• Brief A:
Please rewrite the listing from its first line through the line that contains "<point>145,438</point>", switching "okra" to "chili" and leaving everything else unchanged.

• Passage:

Many distinct types of electronic systems can enable a user to interact with and/or sense an XR environment. A non-exclusive list of examples include heads-up displays (HUDs), head mountable systems, projection-based systems, windows or vehicle windshields having integrated display capability, displays formed as lenses to be placed on users' eyes (e.g., contact lenses), headphones/earphones, input systems with or without haptic feedback (e.g., wearable or handheld controllers), speaker arrays, smartphones, tablets, and desktop/laptop computers. A head mountable system can have one or more speaker(s) and an opaque display. Other head mountable systems can be configured to accept an opaque external display (e.g., a smartphone). The head mountable system can include one or more image sensors to capture images/video of the physical environment and/or one or more microphones to capture audio of the physical environment. A head mountable system may have a transparent or translucent display, rather than an opaque display. The transparent or translucent display can have a medium through which light is directed to a user's eyes. The display may utilize various display technologies, such as micro LEDs, OLEDs, LEDs, liquid crystal on silicon, laser scanning light source, digital light projection, or combinations thereof. An optical waveguide, an optical reflector, a hologram medium, an optical combiner, combinations thereof, or other similar technologies can be used for the medium. In some implementations, the transparent or translucent display can be selectively controlled to become opaque. Projection-based systems can utilize retinal projection technology that projects images onto users' retinas. Projection systems can also project virtual objects into the physical environment (e.g., as a hologram or onto a physical surface). Immersive experiences such as an XR environment, or other audio works, may include spatial audio.

Spatial audio reproduction may include spatializing sound sources in a scene. The scene may be a three-dimensional representation which may include position of each sound source. In an immersive environment, a user may, in some cases, be able to move around and interact in the scene.

A capture device may include a plurality of microphones. The microphones may form one or more microphone arrays. The microphones may have fixed positions relative to each other, such that spatial relationships between the microphones may be relied upon for spatial processing of microphone signals generated by the microphones.

• Brief B:
Extend the passage on XR systems and spatial audio capture, picking up after its last sentence.

• Entries from a point annotation set:

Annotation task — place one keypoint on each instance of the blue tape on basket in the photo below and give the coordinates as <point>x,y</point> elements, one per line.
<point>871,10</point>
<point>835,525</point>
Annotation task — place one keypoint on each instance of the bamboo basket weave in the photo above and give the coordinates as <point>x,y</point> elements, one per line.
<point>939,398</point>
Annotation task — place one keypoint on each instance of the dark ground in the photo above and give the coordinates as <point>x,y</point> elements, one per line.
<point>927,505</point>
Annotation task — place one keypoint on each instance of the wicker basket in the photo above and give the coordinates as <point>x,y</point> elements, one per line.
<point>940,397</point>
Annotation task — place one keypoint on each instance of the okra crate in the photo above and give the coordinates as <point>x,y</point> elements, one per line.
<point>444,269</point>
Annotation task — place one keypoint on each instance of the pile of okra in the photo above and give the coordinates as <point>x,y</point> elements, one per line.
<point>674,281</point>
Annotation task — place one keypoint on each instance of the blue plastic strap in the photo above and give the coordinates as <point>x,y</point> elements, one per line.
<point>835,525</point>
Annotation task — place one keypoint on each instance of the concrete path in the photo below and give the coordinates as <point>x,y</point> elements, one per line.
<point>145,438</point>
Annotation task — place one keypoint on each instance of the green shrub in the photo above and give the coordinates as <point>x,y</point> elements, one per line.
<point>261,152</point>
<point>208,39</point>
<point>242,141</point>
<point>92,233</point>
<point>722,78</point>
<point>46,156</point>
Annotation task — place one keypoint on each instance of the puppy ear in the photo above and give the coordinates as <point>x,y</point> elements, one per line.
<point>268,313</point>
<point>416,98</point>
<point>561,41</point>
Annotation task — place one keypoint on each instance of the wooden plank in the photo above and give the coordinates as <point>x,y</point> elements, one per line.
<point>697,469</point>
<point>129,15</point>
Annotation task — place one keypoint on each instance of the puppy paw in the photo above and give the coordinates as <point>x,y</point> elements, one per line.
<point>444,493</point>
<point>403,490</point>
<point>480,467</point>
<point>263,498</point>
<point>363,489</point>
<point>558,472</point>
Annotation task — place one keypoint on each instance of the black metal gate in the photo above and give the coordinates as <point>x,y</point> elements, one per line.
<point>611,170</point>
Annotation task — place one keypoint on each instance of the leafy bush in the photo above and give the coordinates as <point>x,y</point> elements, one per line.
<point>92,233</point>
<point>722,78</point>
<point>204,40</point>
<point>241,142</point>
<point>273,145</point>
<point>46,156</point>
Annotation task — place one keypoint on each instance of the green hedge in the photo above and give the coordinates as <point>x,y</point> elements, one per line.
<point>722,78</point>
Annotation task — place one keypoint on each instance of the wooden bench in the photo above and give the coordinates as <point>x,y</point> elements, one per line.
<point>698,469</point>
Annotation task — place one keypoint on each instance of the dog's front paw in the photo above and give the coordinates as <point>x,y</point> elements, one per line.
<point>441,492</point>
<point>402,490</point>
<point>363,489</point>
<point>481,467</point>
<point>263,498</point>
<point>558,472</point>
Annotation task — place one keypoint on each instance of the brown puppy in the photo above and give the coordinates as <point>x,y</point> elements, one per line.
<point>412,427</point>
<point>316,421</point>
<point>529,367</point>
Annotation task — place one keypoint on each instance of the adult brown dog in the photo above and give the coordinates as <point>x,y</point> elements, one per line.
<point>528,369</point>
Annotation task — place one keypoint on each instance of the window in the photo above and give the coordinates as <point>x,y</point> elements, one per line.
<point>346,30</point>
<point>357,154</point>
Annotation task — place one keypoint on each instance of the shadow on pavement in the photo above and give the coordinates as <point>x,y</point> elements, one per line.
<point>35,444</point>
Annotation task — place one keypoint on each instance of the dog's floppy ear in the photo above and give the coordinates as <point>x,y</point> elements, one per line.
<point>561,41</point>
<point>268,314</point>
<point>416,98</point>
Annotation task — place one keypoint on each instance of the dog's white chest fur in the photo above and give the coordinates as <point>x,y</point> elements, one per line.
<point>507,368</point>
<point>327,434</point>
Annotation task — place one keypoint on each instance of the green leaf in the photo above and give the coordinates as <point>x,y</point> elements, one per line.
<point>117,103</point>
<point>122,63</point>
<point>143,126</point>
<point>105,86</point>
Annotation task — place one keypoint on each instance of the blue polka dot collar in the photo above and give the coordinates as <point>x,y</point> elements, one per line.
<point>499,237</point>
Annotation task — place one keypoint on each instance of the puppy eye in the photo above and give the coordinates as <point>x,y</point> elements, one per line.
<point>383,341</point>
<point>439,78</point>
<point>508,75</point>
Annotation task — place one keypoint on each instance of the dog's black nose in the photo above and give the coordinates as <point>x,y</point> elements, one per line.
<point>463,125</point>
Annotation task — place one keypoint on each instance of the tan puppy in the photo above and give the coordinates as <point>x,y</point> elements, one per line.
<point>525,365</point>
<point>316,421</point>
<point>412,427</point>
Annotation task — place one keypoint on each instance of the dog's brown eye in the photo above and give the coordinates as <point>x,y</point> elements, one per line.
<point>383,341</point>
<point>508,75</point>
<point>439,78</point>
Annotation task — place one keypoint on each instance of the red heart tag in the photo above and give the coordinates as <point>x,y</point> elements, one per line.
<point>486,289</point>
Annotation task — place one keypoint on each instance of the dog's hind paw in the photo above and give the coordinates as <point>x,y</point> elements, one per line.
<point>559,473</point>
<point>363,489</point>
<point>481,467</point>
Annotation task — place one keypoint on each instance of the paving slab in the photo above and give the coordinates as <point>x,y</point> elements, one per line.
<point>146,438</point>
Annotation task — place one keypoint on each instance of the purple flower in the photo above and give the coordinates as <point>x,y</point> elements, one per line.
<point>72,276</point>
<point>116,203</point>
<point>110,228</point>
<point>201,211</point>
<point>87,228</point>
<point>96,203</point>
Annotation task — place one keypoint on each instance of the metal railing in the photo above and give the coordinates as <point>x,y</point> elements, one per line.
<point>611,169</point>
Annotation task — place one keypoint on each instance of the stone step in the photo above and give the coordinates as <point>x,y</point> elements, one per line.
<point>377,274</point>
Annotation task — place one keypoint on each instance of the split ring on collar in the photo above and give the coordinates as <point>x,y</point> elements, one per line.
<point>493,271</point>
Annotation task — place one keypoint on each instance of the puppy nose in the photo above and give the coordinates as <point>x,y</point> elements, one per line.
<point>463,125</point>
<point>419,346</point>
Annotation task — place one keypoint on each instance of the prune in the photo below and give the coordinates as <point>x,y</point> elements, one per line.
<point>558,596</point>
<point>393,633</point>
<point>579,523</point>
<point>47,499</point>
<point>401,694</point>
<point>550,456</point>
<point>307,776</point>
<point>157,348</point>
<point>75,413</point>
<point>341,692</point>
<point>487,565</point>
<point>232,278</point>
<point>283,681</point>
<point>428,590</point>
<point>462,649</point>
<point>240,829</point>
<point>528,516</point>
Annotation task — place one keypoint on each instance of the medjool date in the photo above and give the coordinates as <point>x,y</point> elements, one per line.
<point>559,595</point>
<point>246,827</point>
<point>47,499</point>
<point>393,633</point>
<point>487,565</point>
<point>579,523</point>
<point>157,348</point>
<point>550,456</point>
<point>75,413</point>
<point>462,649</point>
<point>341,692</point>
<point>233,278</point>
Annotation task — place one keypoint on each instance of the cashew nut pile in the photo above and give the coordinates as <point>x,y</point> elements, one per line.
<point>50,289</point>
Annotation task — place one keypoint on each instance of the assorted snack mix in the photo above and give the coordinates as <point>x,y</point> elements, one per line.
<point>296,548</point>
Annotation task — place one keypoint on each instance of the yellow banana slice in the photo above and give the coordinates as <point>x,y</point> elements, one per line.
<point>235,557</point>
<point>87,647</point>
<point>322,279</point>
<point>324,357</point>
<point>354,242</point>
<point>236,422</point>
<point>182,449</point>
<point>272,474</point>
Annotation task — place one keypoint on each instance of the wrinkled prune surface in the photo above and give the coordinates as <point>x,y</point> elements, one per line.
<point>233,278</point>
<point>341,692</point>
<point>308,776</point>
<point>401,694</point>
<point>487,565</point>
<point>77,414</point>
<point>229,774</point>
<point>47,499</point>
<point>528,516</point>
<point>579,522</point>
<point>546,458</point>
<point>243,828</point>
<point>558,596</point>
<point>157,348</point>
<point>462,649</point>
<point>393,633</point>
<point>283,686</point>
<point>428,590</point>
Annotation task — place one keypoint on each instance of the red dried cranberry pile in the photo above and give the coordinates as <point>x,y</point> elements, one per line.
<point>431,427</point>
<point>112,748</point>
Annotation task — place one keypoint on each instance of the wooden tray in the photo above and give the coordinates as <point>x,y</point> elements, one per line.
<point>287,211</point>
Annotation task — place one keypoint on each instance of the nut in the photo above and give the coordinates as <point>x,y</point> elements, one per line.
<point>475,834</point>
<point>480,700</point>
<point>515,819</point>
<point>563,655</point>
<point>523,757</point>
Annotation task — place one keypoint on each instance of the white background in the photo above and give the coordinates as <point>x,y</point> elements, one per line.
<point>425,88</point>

• Right answer A:
Annotation task — place one keypoint on each instance of the blue tape on basket in the photo below and give the coordinates as <point>x,y</point> elements, one per line.
<point>871,10</point>
<point>835,525</point>
Annotation task — place one keypoint on each instance of the bamboo basket weave in the photo above and give the coordinates as <point>x,y</point> elements, one per line.
<point>939,398</point>
Annotation task — place one keypoint on each instance of the dark ground in the photo above and give the coordinates as <point>x,y</point> elements, one per line.
<point>927,505</point>
Annotation task — place one keypoint on each instance of the wicker basket in the photo above and give the coordinates as <point>x,y</point> elements, one per line.
<point>940,397</point>
Annotation task — place one keypoint on each instance of the chili crate in the photo above and give the coordinates as <point>x,y</point> elements, one per line.
<point>444,269</point>
Annotation task — place one keypoint on each instance of the pile of chili in the photo above and give the coordinates as <point>x,y</point> elements, one per line.
<point>674,281</point>
Annotation task — place one keypoint on each instance of the blue plastic strap in the photo above and give the coordinates as <point>x,y</point> elements, one per line.
<point>835,525</point>
Annotation task — place one keypoint on each instance of the concrete path in the photo below and give the coordinates as <point>x,y</point> elements, one per line.
<point>145,438</point>

• Right answer B:
With some capture devices, the microphone array may be in close proximity to a user's face. This proximity may be much closer to the user's face than other sounds in the capture environment. The level of acoustic and microphone signals may become unbalanced between sound sources at a distance and sounds from the user. For example, a user's voice and breathing noise may become amplified in the microphone signals due to this proximity, while sounds at a distance (e.g., another person's speech, a musical instrument, a vehicle, or other sound source) may be sensed at a significantly lower level. As the distance between the microphone array and the user's face decreases, the more exacerbated this imbalance may become. Signal processing techniques performed on the microphone signals may further exacerbate the imbalance by inadvertently boosting or otherwise mishandling non-speech sound from the user (e.g., breath or other oral and/or nasal sound).

In some aspects, a method performed by a processing device, comprises obtaining a plurality of microphone signals; attenuating non-speech sound from a user by processing the plurality of microphone signals, resulting in a plurality of attenuated microphone signals; and rendering one or more output audio channels based on the plurality of attenuated microphone signals. The method may apply one or more attenuation algorithms to reduce the non-speech sound from the user. The method may preserve spatial capture in the far field by maintaining the phase relationship between channels to further beam form downstream.

In some examples, the method may perform near field and far field classification on the microphone signals to mask breathing or other oral or nasal sound from the user. For example, attenuating the sound may comprise attenuating one or more of a plurality of time-frequency bins of the plurality of microphone signals in response to the one or more of the plurality of time-frequency bins being classified as near-field. Classifying the one or more of the plurality of time-frequency bins as the near-field may include referencing near-field impulse responses, or far-field impulse responses, or both, to classify each of the plurality of time-frequency bins as being near-field or far-field.

In some examples, the method may steer null pickup at multiple directions to remove undesired sound from the user. For example, attenuating the non-speech sound may comprise applying a multi-channel wiener filter (MWF) to the plurality of microphone signals. The MWF may take an input guidance signal that comprises clean voice of the user and a reduced near-field presence. The input guidance signal may be used by the MWF to steer one or more beamforming nulls at regions in the capture environment to attenuate the user's non-speech sound. The regions may include the user's mouth, noise, and/or other areas from which the sound of the user is present.

The user's non-speech sound that is mitigated may include oral sound and/or nasal sound such as, for example, breathing. In some examples, speech and non-speech sounds are attenuated. Speech may be attenuated less than non-speech sounds. Speech may be separated from non-speech near-field sound. For example, the user's speech may be attenuated to be perceptually even or slightly louder than farther sound sources in the environment. Non-speech oral or nasal sounds may be attenuated at 10 dB or more, 15 dB or more, or 25 dB or more. In other examples, non-speech user sound may be attenuated, and user speech may not be attenuated.

In some examples, the method may further comprise beamforming the plurality of attenuated microphone signals, resulting in a plurality of beamformed signals. The one or more output audio channels may be rendered based on the plurality of beamformed signals. In some examples, the method may comprise attenuating one or more of the plurality of beamformed signals, in response to the one or more of the plurality of beamformed signals satisfying a threshold. The threshold may be satisfied based on a comparison with one or more reference microphone signals, or based on a predetermined loudness threshold, or combination thereof. In some examples, each of the plurality of beamformed signals may represent components of an Ambisonics audio format.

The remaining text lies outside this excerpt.